%%

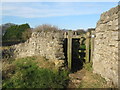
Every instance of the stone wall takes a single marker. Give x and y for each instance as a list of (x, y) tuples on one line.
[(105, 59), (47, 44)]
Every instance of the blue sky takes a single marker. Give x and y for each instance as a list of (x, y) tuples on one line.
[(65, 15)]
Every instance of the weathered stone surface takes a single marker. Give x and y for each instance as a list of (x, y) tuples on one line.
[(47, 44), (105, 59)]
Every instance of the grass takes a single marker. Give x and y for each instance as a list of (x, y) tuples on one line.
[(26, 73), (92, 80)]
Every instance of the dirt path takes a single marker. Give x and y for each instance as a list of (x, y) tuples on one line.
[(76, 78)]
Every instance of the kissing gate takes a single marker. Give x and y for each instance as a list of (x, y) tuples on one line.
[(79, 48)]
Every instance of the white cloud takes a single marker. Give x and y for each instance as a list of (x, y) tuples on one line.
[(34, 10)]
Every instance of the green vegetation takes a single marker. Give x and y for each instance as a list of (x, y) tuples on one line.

%%
%%

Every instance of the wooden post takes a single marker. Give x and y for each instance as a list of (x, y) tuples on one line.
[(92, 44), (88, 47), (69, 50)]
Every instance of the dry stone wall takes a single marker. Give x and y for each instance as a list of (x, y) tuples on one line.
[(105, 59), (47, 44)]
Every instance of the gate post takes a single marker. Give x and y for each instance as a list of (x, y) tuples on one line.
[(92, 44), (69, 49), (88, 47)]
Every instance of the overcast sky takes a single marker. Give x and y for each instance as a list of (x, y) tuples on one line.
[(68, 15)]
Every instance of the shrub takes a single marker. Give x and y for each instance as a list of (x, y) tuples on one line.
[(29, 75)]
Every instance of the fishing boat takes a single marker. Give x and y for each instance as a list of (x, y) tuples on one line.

%%

> [To be done] Convert the data above into a JSON list of strings, one string per line, taking everything from the line containing "Every instance of the stone" down to the line containing "Every instance of the green", with both of those lines included and any blank lines left out.

> [Correct answer]
[
  "Every instance of the stone wall takes a single marker. Give x and y for each instance as a list of (x, y) tuples on one line.",
  "[(105, 59), (47, 44)]",
  "Every instance of the blue sky takes a single marker. Give x and y for each instance as a list of (x, y) tuples on one line.",
  "[(65, 15)]",
  "Every instance of the weathered stone surface takes a single marker. Give x and y for each instance as a list of (x, y) tuples on one line.",
  "[(47, 44), (105, 59)]",
  "Every instance of the grass takes a single marker. Give x and y for each instance as a list of (x, y) tuples on one line.",
  "[(26, 73), (92, 80)]",
  "Every instance of the dirt path takes a single marker. Give x and y for each instance as a list of (x, y) tuples on one line.",
  "[(76, 78)]",
  "Every instance of the kissing gate takes a single marker. Give x and y for each instance as a list of (x, y) tuples on one line.",
  "[(79, 48)]",
  "Every instance of the white cloud takes a single marker. Give x and y for each instance as a list of (x, y) tuples on one line.",
  "[(34, 10)]",
  "Every instance of the green vegetation takes a single marker. Give x and y for each instance as a list of (x, y) tuples on one line."
]